# START OF MATERIAL FOR THIS EXERCISE

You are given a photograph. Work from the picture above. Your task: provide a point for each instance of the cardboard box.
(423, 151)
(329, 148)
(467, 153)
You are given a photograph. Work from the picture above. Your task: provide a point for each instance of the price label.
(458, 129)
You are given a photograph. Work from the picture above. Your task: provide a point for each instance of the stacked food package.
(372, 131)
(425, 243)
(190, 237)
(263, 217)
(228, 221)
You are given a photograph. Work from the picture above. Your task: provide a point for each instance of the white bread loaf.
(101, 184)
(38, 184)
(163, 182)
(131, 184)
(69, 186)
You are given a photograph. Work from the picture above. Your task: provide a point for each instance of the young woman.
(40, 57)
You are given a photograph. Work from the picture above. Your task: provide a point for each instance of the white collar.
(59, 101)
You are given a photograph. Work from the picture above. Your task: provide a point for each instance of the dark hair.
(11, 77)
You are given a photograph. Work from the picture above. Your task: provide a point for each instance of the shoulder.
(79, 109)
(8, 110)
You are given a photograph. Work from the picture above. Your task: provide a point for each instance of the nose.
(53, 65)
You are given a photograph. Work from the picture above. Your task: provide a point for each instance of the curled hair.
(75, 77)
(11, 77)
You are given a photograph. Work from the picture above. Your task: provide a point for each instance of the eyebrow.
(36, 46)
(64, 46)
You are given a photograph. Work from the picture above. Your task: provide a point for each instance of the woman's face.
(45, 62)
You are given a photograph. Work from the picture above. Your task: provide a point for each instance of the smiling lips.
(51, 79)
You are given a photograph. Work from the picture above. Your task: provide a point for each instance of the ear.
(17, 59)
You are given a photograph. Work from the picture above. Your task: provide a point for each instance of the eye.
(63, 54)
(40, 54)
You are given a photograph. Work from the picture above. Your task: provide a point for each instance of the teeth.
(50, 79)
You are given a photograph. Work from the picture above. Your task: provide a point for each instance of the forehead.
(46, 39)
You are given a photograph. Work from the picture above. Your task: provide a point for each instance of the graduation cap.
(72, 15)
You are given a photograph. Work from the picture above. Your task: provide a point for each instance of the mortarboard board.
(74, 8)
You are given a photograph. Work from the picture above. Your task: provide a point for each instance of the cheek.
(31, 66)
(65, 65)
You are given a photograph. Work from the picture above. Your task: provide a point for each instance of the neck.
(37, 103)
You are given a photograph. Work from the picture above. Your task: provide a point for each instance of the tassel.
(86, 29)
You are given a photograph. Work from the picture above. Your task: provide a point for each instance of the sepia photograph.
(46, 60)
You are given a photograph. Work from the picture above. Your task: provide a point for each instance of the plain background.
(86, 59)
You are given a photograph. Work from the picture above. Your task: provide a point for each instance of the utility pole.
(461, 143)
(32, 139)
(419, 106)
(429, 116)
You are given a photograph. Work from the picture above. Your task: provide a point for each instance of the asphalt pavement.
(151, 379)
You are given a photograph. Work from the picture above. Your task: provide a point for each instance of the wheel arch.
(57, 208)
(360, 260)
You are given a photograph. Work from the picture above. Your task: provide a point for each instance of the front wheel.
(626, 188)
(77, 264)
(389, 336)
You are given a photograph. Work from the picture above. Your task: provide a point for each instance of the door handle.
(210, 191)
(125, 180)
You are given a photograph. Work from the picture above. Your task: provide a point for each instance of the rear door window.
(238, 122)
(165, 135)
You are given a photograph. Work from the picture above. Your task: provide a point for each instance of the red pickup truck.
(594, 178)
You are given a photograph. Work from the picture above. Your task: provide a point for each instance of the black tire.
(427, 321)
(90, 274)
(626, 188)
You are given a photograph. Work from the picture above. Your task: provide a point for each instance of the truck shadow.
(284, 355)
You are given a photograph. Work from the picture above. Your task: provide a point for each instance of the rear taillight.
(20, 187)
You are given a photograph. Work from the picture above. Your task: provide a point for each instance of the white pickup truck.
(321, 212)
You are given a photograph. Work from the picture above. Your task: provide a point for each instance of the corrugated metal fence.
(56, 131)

# END OF MATERIAL FOR THIS EXERCISE

Print the line containing "the truck shadow." and every line after it to the end of the records above, exactly as written, and nothing else.

WRITTEN SOLUTION:
You are given a photograph. Work from the picture above. Your task: provide a point for each instance of the truck shadow.
(284, 355)
You are given a photograph. Work from the picture above. Your task: provide a point for each instance of the rear taillight.
(20, 187)
You are given a photograph. Work from the picture above. Your task: provide a point for each instance of the white pickup truck.
(321, 212)
You are given a photograph. Work from the picture above. Your task: provide a point for each instance of the corrugated metal fence.
(56, 131)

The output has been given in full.